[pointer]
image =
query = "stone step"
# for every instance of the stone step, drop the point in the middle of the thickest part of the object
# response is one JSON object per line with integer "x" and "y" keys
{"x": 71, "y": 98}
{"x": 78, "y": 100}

::::::::

* [What to work on]
What is needed here is a word-for-word copy of the whole listing.

* [Task output]
[pointer]
image =
query = "stone step"
# for every instance of the stone step, drop the point in the middle of the thickest part of the object
# response is one JSON object per line with integer "x" and "y" keys
{"x": 71, "y": 98}
{"x": 78, "y": 100}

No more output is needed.